Set task: Convert the records below, from the line containing "Crossing-audit request: pin the small" through the end of the records, into a Markdown table with the columns No. and Text, giving each line its own numbered row and omitting blank lines.

Records shown:
□ □ □ □ □

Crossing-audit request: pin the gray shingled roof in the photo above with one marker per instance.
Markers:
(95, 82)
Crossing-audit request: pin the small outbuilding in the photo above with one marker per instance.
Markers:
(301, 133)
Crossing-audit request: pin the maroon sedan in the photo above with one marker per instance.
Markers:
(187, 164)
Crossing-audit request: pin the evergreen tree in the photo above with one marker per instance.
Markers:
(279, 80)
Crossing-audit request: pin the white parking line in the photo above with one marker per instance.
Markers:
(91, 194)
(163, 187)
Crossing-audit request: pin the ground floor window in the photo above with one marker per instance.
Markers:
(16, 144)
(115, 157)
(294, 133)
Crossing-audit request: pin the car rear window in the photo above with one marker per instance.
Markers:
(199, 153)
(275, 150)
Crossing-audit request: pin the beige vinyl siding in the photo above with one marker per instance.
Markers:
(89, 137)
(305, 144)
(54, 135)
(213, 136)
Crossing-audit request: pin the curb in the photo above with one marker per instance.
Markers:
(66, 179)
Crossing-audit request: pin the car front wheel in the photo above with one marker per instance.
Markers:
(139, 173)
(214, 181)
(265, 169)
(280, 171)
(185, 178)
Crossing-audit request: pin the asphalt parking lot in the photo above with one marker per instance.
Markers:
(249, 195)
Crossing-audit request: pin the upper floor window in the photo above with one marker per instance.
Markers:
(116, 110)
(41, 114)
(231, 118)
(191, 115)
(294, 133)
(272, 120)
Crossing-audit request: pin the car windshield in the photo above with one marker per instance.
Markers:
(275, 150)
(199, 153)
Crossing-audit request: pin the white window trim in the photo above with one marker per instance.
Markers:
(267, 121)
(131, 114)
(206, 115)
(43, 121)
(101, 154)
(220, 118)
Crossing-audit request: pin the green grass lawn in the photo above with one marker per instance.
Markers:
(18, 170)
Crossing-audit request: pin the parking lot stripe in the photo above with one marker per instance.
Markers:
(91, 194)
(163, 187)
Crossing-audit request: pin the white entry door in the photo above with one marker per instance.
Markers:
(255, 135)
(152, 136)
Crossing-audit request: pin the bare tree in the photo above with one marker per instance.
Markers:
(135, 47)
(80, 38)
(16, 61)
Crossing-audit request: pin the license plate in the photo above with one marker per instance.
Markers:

□ □ □ □ □

Exercise solution:
| No. | Text |
|---|---|
| 1 | Crossing-audit request: pin the small outbuilding in the photo above with one marker per instance. |
| 2 | Markers: |
| 3 | (301, 133) |
| 4 | Crossing-audit request: pin the maroon sedan in the photo above with one marker per instance. |
| 5 | Markers: |
| 6 | (187, 164) |
| 7 | Crossing-audit request: pin the evergreen tree in the photo above with one marker per instance. |
| 8 | Markers: |
| 9 | (279, 80) |
| 10 | Crossing-audit request: pin the white parking line in the photo above with one marker per instance. |
| 11 | Markers: |
| 12 | (91, 194) |
| 13 | (163, 187) |
| 14 | Crossing-audit request: pin the ground floor window in the photo above with one marker per instance. |
| 15 | Markers: |
| 16 | (16, 144) |
| 17 | (115, 157) |
| 18 | (294, 133) |
| 19 | Crossing-audit request: pin the car rear window in the photo above with one marker per instance. |
| 20 | Markers: |
| 21 | (199, 153) |
| 22 | (275, 150) |
| 23 | Crossing-audit request: pin the beige vinyl siding in the photo above with one marker per instance. |
| 24 | Markers: |
| 25 | (89, 137) |
| 26 | (305, 144) |
| 27 | (54, 135) |
| 28 | (213, 136) |
| 29 | Crossing-audit request: pin the curb in the photo above with one marker per instance. |
| 30 | Markers: |
| 31 | (66, 179) |
| 32 | Crossing-audit request: pin the car front wheel in the photo above with one marker per instance. |
| 33 | Markers: |
| 34 | (139, 173) |
| 35 | (214, 181) |
| 36 | (265, 169) |
| 37 | (280, 171) |
| 38 | (185, 178) |
| 39 | Crossing-audit request: pin the asphalt parking lot in the photo above with one marker per instance. |
| 40 | Markers: |
| 41 | (249, 195) |
| 42 | Crossing-audit request: pin the upper floor window in the photo above with one marker per instance. |
| 43 | Markers: |
| 44 | (116, 110) |
| 45 | (41, 114) |
| 46 | (231, 118) |
| 47 | (191, 115) |
| 48 | (294, 133) |
| 49 | (272, 120) |
| 50 | Crossing-audit request: pin the car windshield in the photo above with one marker per instance. |
| 51 | Markers: |
| 52 | (275, 150) |
| 53 | (199, 153) |
| 54 | Crossing-audit request: pin the white window trim in the photo above with one marker per instance. |
| 55 | Markers: |
| 56 | (267, 121) |
| 57 | (131, 114) |
| 58 | (206, 115) |
| 59 | (43, 121) |
| 60 | (101, 154) |
| 61 | (220, 118) |
| 62 | Crossing-audit request: pin the green grass lawn in the photo above with one marker per instance. |
| 63 | Markers: |
| 64 | (18, 170) |
| 65 | Crossing-audit request: pin the parking lot stripe in the photo above with one marker per instance. |
| 66 | Markers: |
| 67 | (91, 194) |
| 68 | (163, 187) |
| 69 | Crossing-audit request: pin the white entry door in the photo above with one marker per instance. |
| 70 | Markers: |
| 71 | (255, 135) |
| 72 | (152, 136) |
| 73 | Crossing-audit request: pin the bare tree in the photo above with one marker per instance. |
| 74 | Markers: |
| 75 | (135, 47) |
| 76 | (80, 38) |
| 77 | (16, 61) |
| 78 | Crossing-audit request: pin the license plate in the photo above with one marker per instance. |
| 79 | Markers: |